-- begin DATA EXCERPTS --

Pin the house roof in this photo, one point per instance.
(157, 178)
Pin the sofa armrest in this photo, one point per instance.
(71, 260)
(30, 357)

-- end DATA EXCERPTS --

• **SHORT PROBLEM**
Output every row above exactly as it appears, with no changes.

• **TASK OUTPUT**
Pin the house roof in this photo, one point per instance.
(157, 178)
Pin the sofa armrest in this photo, one point per instance.
(71, 260)
(30, 357)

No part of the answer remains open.